_INSTRUÇÃO 1_: Formate as linhas de todas as entradas que aparecem abaixo, depois do trecho da página, como uma lista JSON de strings, com uma string para cada linha e sem as linhas em branco.

:::::

A eficácia do líder populista nas funções de Governo dependerá da margem de compromisso que ocasionalmente exista entre os grupos dominantes e de sua habilidade pessoal para superar, como árbitro, os enfrentamentos e para encarnar a imagem da soberania do Estado, em face das forças sociais em conflito.

Trecho retira do texto escrito pelo cientista político Francisco Carlos Weffort (1937-), “O Populismo na Política Brasileira”

O que realmente importa não é qual partido controla o governo, mas se o governo é controlado pelo povo. 20 de janeiro de 2017 será lembrado como o dia em que o povo se tornou o comandante deste país de novo.

Trecho do discurso de posse do 45º Presidente dos Estados Unidos, Donald John Trump

Eles financiarão a infraestrutura por meio de títulos de dívida e parcerias público-privadas, linhas de trem e linhas de transporte. Quem serão os beneficiários disso e quem vai pagar por isso? Se o governo não pagar por isso serão os detentores de títulos públicos e Wall Street.

Trecho de entrevista dada pelo professor de economia da Universidade do Missouri, Michael Hudson sobre o plano de Donald Trump de investir na construção e renovação da infraestrutura nos Estados Unidos

    Prezados leitores, por razões profissionais recentemente tive que inteirar-me sobre o mecanismo de funcionamento do empréstimo consignado, cuja lei, de número 10.820, entrou em vigor em 17 de dezembro de 2003. Considero que do legado de Lula, que inclui a Copa do Mundo e os Jogos Olímpicos, o empréstimo consignado constitui uma perfeita síntese do que nosso ex-presidente tentou como legítima expressão do populismo latino-americano, a saber, conciliar interesses antagônicos em sociedades com grandes disparidades econômicas, sociais e culturais como a brasileira. O desconto em folha de pagamento de empréstimos contraídos por assalariados em instituições financeiras é bom para os bancos, porque dá uma garantia mais sólida de que haverá pagamento, e permite ao trabalhador pegar dinheiro a taxas um pouco mais baixas do que as normalmente praticadas no mercado brasileiro. Uma maravilha, não? Em termos.

:::::

_INSTRUÇÃO 2_: Traduza para o inglês esta frase do trecho da página: "O que realmente importa não é qual partido controla o governo, mas se o governo é controlado pelo povo."

_ENTRADAS LISTADAS_:
:::::

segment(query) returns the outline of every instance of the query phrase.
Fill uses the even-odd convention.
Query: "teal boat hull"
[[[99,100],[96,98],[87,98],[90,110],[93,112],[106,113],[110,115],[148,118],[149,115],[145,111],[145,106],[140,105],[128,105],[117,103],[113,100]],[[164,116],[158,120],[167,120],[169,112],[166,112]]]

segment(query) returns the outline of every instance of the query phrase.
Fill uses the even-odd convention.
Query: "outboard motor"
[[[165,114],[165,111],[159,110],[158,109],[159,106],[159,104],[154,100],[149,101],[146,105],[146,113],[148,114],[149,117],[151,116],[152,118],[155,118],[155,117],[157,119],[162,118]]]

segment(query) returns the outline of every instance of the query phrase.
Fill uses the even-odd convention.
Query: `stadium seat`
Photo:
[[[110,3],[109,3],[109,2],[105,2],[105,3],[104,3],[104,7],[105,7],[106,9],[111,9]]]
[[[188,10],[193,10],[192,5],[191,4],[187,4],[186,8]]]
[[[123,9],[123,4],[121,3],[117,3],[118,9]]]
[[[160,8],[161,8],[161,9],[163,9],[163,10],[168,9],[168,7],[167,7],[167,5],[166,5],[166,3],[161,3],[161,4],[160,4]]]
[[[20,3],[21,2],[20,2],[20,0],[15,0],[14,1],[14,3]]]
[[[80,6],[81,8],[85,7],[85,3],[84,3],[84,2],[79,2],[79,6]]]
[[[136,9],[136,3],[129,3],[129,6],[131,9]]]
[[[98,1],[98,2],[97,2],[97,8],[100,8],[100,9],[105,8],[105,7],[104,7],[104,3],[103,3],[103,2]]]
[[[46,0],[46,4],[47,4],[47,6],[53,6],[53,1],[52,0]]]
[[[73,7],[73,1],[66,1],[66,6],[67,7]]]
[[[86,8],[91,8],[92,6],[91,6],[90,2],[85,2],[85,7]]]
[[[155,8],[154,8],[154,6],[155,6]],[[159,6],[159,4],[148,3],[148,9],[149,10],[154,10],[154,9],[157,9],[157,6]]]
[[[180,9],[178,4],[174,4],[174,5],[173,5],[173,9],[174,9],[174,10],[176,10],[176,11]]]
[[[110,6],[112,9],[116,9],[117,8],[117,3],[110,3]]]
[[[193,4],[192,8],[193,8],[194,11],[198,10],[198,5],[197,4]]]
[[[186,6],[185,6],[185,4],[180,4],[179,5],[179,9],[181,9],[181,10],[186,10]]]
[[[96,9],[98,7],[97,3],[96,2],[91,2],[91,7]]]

:::::

_RESOLUÇÃO DO EXERCÍCIO 1_:
[
  "segment(query) returns the outline of every instance of the query phrase.",
  "Fill uses the even-odd convention.",
  "Query: \"teal boat hull\"",
  "[[[99,100],[96,98],[87,98],[90,110],[93,112],[106,113],[110,115],[148,118],[149,115],[145,111],[145,106],[140,105],[128,105],[117,103],[113,100]],[[164,116],[158,120],[167,120],[169,112],[166,112]]]",
  "segment(query) returns the outline of every instance of the query phrase.",
  "Fill uses the even-odd convention.",
  "Query: \"outboard motor\"",
  "[[[165,114],[165,111],[159,110],[158,109],[159,106],[159,104],[154,100],[149,101],[146,105],[146,113],[148,114],[149,117],[151,116],[152,118],[155,118],[155,117],[157,119],[162,118]]]",
  "segment(query) returns the outline of every instance of the query phrase.",
  "Fill uses the even-odd convention.",
  "Query: `stadium seat`",
  "Photo:",
  "[[[110,3],[109,3],[109,2],[105,2],[105,3],[104,3],[104,7],[105,7],[106,9],[111,9]]]",
  "[[[188,10],[193,10],[192,5],[191,4],[187,4],[186,8]]]",
  "[[[123,9],[123,4],[121,3],[117,3],[118,9]]]",
  "[[[160,8],[161,8],[161,9],[163,9],[163,10],[168,9],[168,7],[167,7],[167,5],[166,5],[166,3],[161,3],[161,4],[160,4]]]",
  "[[[20,3],[21,2],[20,2],[20,0],[15,0],[14,1],[14,3]]]",
  "[[[80,6],[81,8],[85,7],[85,3],[84,3],[84,2],[79,2],[79,6]]]",
  "[[[136,9],[136,3],[129,3],[129,6],[131,9]]]",
  "[[[98,1],[98,2],[97,2],[97,8],[100,8],[100,9],[105,8],[105,7],[104,7],[104,3],[103,3],[103,2]]]",
  "[[[46,0],[46,4],[47,4],[47,6],[53,6],[53,1],[52,0]]]",
  "[[[73,7],[73,1],[66,1],[66,6],[67,7]]]",
  "[[[86,8],[91,8],[92,6],[91,6],[90,2],[85,2],[85,7]]]",
  "[[[155,8],[154,8],[154,6],[155,6]],[[159,6],[159,4],[148,3],[148,9],[149,10],[154,10],[154,9],[157,9],[157,6]]]",
  "[[[180,9],[178,4],[174,4],[174,5],[173,5],[173,9],[174,9],[174,10],[176,10],[176,11]]]",
  "[[[110,6],[112,9],[116,9],[117,8],[117,3],[110,3]]]",
  "[[[193,4],[192,8],[193,8],[194,11],[198,10],[198,5],[197,4]]]",
  "[[[186,6],[185,6],[185,4],[180,4],[179,5],[179,9],[181,9],[181,10],[186,10]]]",
  "[[[96,9],[98,7],[97,3],[96,2],[91,2],[91,7]]]"
]

_RESOLUÇÃO DO EXERCÍCIO 2_: What really matters is not which party controls the government, but whether the government is controlled by the people.